Exercise input: Begin
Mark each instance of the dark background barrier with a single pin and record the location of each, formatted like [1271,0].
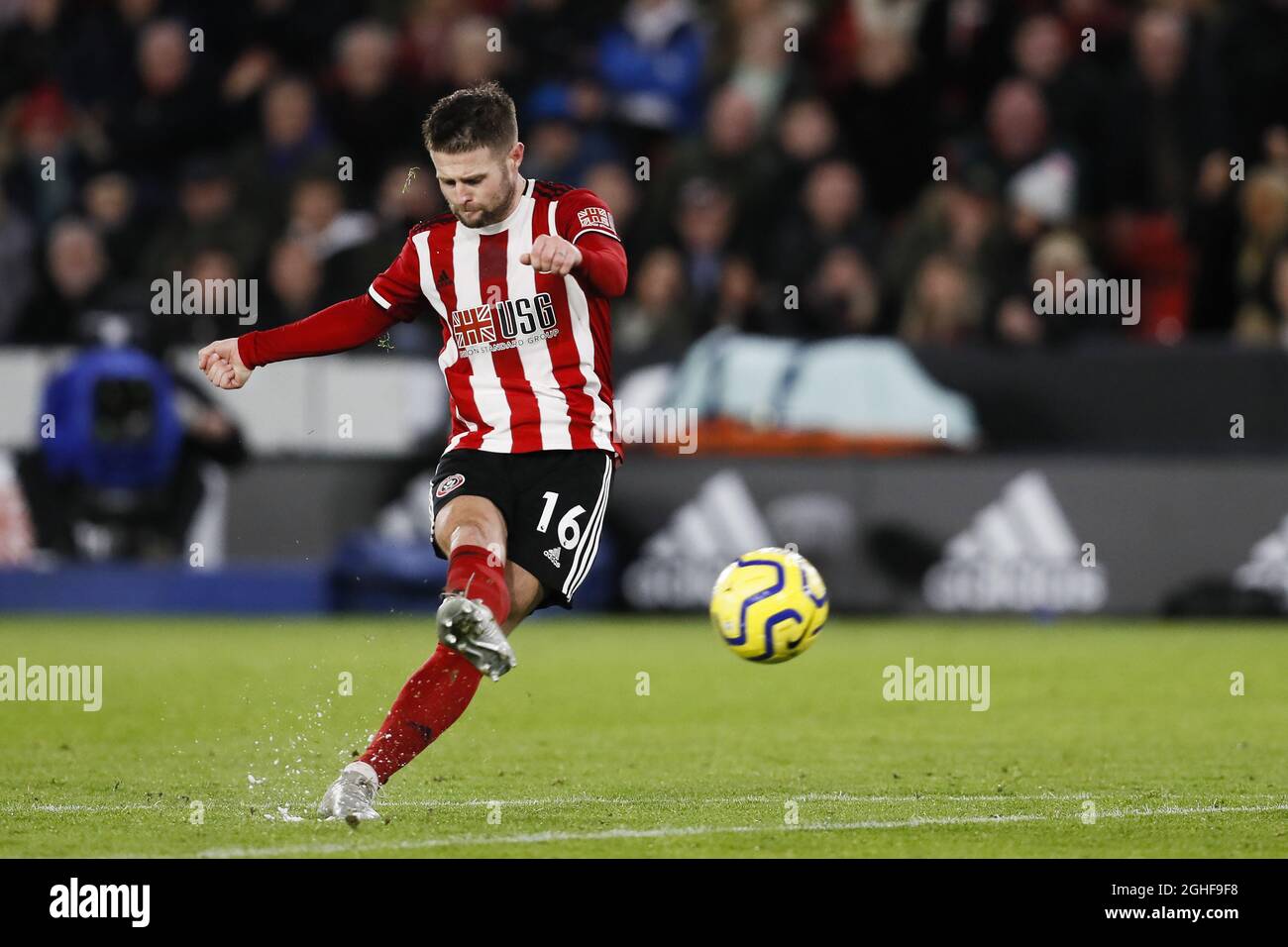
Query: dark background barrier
Exercise input: End
Exercise input: Begin
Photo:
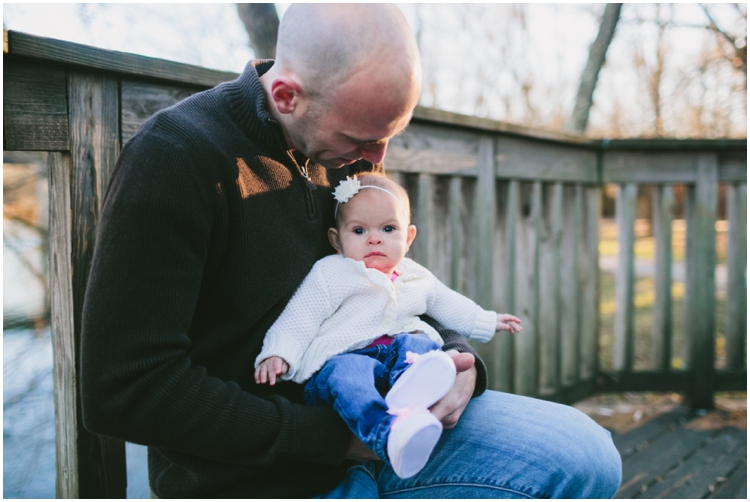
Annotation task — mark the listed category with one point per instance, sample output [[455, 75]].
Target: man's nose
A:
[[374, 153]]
Exercise input: End
**Exercise directions**: If a line above includes the string "instance", pick it out.

**Response for this exercise**:
Mark each instance of the dark background barrier with a single pin and record the location of each, formatted like [1271,0].
Annotation task — mark the listed category with one point per instance, sample output [[455, 75]].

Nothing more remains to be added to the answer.